● WHAT IS EXPECTED
Could you reproduce each of the following items word for word, leaving every line unchanged?

-- Begin --

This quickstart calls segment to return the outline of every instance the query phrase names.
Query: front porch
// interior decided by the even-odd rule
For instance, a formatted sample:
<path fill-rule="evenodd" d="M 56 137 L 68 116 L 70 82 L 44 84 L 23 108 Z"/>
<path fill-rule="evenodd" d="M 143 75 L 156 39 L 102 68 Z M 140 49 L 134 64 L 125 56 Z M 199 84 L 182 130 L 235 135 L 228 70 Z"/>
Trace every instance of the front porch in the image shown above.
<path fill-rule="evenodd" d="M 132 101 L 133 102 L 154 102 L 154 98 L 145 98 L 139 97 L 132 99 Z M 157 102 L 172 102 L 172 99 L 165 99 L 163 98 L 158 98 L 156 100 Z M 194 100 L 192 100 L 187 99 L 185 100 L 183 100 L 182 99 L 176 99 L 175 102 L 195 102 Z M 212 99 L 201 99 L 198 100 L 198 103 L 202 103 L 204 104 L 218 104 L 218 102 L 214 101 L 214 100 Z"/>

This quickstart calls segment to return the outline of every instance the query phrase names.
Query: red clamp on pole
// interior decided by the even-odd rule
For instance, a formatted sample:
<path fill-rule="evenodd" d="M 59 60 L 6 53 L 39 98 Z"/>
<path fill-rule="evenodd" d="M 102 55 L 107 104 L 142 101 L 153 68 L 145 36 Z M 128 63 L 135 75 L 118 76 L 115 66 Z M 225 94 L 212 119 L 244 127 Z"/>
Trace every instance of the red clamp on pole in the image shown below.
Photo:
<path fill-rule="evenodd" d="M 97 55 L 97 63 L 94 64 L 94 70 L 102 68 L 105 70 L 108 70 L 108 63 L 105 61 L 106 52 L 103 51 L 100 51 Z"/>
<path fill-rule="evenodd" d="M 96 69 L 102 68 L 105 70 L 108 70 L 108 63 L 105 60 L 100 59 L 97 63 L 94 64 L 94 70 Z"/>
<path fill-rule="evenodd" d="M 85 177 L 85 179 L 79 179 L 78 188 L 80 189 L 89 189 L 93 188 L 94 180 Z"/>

-- End --

● FINISHED TASK
This quickstart calls segment to return the outline of every instance the query phrase names.
Query: front porch
// interior decided by the even-odd rule
For instance, a formatted sample:
<path fill-rule="evenodd" d="M 56 137 L 68 116 L 70 82 L 44 84 L 23 108 Z"/>
<path fill-rule="evenodd" d="M 143 75 L 156 39 L 102 68 Z M 140 49 L 134 64 L 125 56 Z M 199 84 L 182 130 L 235 135 L 228 70 Z"/>
Trace every instance of the front porch in the image shown above.
<path fill-rule="evenodd" d="M 132 101 L 133 102 L 154 102 L 154 98 L 145 98 L 139 97 L 132 99 Z M 157 102 L 172 102 L 172 99 L 165 99 L 163 98 L 158 98 L 156 100 Z M 194 100 L 192 100 L 187 99 L 185 100 L 183 100 L 182 99 L 176 99 L 175 102 L 195 102 Z M 212 99 L 201 99 L 198 100 L 198 103 L 202 103 L 204 104 L 218 104 L 218 102 L 214 101 L 214 100 Z"/>

This quickstart calls segment to return the outline of every instance the query phrase names.
Query: red clamp on pole
// interior decided by the even-odd rule
For instance, a formatted sample:
<path fill-rule="evenodd" d="M 59 60 L 6 53 L 39 98 Z"/>
<path fill-rule="evenodd" d="M 102 55 L 107 104 L 142 101 L 153 68 L 145 36 Z M 128 63 L 135 75 L 118 76 L 115 66 Z M 225 94 L 212 119 L 244 127 Z"/>
Trace every instance of the red clamp on pole in the image shown below.
Photo:
<path fill-rule="evenodd" d="M 97 55 L 97 63 L 94 64 L 94 70 L 102 68 L 105 70 L 108 70 L 108 63 L 105 61 L 106 52 L 103 51 L 100 51 Z"/>
<path fill-rule="evenodd" d="M 96 69 L 102 68 L 105 70 L 108 70 L 108 63 L 105 60 L 100 59 L 97 63 L 94 64 L 94 70 Z"/>
<path fill-rule="evenodd" d="M 85 177 L 85 179 L 79 179 L 78 188 L 80 189 L 89 189 L 93 188 L 94 180 Z"/>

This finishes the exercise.